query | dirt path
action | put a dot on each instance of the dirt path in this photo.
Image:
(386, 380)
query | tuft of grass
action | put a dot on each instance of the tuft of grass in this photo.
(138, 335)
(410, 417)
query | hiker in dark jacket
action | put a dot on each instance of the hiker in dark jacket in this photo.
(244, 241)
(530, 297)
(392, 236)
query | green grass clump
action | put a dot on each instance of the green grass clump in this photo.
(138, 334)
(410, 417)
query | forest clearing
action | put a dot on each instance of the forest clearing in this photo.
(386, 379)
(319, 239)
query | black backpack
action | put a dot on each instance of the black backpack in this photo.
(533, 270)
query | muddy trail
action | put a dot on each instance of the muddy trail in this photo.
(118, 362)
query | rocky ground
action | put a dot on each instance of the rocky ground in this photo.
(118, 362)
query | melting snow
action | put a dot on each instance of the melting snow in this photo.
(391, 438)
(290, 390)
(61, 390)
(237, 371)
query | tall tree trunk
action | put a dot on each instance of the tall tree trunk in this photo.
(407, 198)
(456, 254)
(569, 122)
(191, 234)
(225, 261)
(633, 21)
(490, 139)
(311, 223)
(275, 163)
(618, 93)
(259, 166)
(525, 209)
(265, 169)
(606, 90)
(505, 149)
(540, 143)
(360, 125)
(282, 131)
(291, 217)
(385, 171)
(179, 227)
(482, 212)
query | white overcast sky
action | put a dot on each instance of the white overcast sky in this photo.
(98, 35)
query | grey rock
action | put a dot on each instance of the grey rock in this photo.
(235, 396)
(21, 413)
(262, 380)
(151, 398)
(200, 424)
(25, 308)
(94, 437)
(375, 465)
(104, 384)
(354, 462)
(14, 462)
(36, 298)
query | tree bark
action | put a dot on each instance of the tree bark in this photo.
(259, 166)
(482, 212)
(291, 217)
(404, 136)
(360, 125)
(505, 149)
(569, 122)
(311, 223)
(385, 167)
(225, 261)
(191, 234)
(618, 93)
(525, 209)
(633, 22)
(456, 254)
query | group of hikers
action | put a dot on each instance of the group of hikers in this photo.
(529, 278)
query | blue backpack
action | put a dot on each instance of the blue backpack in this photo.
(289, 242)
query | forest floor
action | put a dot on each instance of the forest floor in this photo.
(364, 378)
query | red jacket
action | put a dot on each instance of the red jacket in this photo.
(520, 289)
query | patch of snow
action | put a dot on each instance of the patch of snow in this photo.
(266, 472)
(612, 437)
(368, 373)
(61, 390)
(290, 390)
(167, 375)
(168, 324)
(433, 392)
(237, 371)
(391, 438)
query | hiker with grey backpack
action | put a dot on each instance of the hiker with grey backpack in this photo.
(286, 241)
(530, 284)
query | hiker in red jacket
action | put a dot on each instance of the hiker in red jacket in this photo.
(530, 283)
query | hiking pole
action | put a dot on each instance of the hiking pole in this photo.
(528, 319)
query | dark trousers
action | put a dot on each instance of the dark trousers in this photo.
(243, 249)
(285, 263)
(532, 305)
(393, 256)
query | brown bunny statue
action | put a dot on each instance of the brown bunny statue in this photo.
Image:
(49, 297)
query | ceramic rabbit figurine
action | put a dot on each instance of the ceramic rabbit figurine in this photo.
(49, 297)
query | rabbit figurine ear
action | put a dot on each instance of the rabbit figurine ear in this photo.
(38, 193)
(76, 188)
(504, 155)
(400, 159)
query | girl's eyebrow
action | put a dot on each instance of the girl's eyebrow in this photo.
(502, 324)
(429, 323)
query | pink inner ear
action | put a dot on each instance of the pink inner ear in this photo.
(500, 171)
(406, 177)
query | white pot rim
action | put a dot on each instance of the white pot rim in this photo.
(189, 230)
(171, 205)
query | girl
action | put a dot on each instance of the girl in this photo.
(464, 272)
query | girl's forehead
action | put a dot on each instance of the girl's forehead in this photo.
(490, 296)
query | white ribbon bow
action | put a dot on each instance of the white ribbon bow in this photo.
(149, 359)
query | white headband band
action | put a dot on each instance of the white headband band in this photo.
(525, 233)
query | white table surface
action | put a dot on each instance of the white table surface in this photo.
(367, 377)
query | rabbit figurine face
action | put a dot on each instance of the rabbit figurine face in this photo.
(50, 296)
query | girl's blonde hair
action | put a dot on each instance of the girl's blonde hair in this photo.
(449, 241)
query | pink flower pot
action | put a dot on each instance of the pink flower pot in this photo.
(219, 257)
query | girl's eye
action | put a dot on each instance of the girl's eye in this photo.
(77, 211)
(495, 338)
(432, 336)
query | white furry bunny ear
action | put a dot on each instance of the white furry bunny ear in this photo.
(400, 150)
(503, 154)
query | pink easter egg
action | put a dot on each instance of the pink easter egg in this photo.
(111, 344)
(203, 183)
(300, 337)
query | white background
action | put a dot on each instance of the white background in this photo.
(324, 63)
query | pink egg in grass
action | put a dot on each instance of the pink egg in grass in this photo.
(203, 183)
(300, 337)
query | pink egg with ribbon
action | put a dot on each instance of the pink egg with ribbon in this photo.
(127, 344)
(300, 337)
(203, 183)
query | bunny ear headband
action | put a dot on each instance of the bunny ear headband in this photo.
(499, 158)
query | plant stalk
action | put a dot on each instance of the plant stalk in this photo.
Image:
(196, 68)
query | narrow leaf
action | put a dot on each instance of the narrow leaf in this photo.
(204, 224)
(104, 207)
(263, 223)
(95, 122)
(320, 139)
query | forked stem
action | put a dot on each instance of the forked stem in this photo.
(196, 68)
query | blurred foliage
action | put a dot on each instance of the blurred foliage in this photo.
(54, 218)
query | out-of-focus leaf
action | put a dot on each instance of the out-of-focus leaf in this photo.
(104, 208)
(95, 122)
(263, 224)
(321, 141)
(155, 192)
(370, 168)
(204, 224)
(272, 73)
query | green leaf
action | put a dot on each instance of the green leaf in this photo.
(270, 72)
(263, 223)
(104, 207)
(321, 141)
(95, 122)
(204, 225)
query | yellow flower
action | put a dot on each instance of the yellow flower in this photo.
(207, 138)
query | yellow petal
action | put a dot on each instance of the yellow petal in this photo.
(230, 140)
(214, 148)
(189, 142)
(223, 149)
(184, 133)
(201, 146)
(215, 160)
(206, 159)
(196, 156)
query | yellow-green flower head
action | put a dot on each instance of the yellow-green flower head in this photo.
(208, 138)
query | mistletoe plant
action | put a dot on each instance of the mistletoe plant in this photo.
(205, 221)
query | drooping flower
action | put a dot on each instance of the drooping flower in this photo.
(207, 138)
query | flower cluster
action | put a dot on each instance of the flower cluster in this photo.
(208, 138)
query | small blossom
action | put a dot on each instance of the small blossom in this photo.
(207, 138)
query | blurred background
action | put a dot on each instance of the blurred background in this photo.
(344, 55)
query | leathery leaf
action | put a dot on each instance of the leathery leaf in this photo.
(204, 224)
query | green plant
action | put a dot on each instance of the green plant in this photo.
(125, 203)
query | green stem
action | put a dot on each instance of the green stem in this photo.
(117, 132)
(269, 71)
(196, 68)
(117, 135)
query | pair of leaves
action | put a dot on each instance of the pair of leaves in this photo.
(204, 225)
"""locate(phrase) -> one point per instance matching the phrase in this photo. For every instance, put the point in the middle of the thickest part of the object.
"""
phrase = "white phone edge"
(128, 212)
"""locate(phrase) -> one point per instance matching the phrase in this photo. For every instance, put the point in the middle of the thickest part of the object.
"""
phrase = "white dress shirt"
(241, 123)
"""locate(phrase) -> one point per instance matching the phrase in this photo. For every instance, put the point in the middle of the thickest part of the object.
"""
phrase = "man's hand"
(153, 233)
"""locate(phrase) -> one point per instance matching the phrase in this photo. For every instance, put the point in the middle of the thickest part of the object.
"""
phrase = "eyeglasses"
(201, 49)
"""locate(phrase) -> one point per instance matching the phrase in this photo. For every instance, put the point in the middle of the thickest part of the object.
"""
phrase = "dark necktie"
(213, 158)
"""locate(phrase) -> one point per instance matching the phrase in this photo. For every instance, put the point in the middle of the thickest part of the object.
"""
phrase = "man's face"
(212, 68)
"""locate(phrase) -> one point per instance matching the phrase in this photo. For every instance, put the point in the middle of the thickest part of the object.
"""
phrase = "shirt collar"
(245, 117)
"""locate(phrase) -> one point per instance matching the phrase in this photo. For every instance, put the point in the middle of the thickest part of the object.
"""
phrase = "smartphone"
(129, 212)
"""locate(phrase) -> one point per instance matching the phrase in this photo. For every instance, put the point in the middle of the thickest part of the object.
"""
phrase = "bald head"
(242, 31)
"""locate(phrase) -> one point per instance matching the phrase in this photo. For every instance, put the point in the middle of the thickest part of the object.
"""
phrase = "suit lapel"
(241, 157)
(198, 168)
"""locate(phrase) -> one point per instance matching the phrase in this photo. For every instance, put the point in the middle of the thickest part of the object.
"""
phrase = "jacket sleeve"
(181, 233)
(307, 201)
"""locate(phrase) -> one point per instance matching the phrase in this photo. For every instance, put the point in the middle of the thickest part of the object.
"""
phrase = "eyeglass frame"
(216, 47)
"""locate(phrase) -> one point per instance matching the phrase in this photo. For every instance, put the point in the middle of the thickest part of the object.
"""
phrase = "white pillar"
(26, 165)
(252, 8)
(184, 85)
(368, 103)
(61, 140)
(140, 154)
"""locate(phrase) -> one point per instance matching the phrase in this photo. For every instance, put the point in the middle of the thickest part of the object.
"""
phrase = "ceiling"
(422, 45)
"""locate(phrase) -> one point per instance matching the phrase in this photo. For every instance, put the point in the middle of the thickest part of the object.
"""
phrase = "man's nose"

_Problem details_
Begin with the line above that has "action | put a dot on each instance of the tuft" and continue through the line that has "query | green grass clump", setting each one down exactly. Stop there.

_Solution for this problem_
action | put a dot on each instance of the tuft of grass in this photo.
(138, 335)
(410, 417)
query | hiker in dark jacket
action | put a dot on each instance of the hiker in dark jacket in this photo.
(244, 241)
(530, 297)
(392, 236)
query | green grass clump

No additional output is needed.